Document excerpt
------------------------------------------------------------
In the past, I know that when family members and friends gathered, not everyone would see eye-to-eye on all subject matters. These conflicting opinions could quickly become apparent when individuals started talking about topics in the news.

I know that in some gatherings I have been part of, the first rule of the evening was that no one in attendance was to discuss religion or politics. This way, everyone had pre-set guidelines on engaging appropriately in the group and it avoided many hurtful feelings or uncomfortable discussions. 

Why Verbal Abuse Happens During Controversial Conversations

Occasionally, someone who is not typically verbally abusive can spew hurtful comments to their friends and family without realizing the implications. Verbal abuse can arise when individuals have strong opinions about a topic. Facing opposing views when they are confident that their position is correct can bring about anger from passive people. 

Individuals who may be verbally abusive when in a heated discussion may be so because: 

  • They feel like others are verbally attacking them.
  • They become defensive about their individual values and opinions.
  • They are adamant their position is correct.
  • They are not accepting of other views or positions. 
  • They want to try to persuade others to believe in their position with force. 

There is no excuse for being verbally abusive, even in friendly conversations with family or acquaintances. However, if this situation becomes a problem at your next gathering, it should not be allowed to continue. 

What You Can Do

If you find yourself in a heated discussion this holiday season, it is possible to diffuse the situation and minimize the chance of escalation. No one likes to be the victim of verbal abuse, and if there is a way to avoid it, you can spare yourself and others hurt feelings and displaced anger. 

If someone is becoming agitated and starts to raise their voice or it seems like the situation is escalating, you can try one or more of these methods: 

  • Keep calm and do not engage in similar behaviors or react to the abuse.  
  • Clearly state to the individual who is being abusive that while they may disagree with your opinion, it does not give them the right to be verbally abusive to you or others.
------------------------------------------------------------
Answer these questions using the text on verbal abuse in heated conversations.
(a) At some gatherings, what was the first rule of the evening?
(b) In the list of reasons for verbal abuse in a heated discussion, what do individuals want to persuade others of with force?
(c) What is the first method listed for when someone becomes agitated and the situation seems to be escalating?

Information shown
------------------------------------------------------------
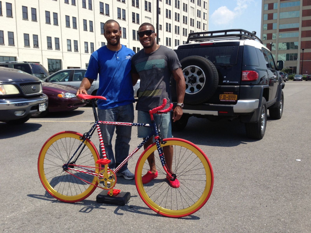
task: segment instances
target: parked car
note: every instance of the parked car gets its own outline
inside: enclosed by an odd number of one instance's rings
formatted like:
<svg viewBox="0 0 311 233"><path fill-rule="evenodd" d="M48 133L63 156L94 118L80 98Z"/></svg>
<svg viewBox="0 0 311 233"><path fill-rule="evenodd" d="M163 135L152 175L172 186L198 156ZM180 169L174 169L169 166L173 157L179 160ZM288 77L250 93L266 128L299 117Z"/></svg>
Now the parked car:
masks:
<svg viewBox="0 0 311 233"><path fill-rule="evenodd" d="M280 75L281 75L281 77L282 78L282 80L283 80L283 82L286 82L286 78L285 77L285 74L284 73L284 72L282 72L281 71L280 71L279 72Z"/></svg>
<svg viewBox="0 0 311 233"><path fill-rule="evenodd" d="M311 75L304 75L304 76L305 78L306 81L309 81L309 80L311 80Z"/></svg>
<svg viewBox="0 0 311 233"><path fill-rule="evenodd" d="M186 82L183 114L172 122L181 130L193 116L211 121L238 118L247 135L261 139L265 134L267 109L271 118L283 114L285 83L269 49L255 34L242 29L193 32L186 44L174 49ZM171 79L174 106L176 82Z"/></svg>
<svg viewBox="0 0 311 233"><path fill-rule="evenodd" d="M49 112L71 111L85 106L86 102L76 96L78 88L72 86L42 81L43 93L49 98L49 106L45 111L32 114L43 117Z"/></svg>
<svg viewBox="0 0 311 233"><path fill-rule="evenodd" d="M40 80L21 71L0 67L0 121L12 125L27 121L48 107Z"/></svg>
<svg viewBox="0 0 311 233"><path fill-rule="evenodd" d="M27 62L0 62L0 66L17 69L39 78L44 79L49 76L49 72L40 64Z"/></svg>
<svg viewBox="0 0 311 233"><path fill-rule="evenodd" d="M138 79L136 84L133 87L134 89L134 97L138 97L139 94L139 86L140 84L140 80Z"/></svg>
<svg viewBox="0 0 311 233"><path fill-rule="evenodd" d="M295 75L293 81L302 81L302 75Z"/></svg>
------------------------------------------------------------
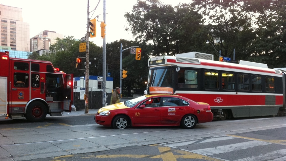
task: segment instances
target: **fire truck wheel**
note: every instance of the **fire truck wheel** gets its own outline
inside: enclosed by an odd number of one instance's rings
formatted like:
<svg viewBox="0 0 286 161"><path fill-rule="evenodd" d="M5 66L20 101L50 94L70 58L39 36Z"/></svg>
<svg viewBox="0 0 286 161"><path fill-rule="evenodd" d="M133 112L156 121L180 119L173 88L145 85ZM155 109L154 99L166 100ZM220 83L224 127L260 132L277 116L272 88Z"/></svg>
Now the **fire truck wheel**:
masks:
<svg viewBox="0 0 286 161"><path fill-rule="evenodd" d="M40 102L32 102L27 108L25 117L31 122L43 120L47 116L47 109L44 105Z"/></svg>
------------------------------------------------------------
Exercise output
(a) No one in attendance was to discuss religion or politics.
(b) They want to persuade others to believe in their position.
(c) Keep calm and do not engage in similar behaviors or react to the abuse.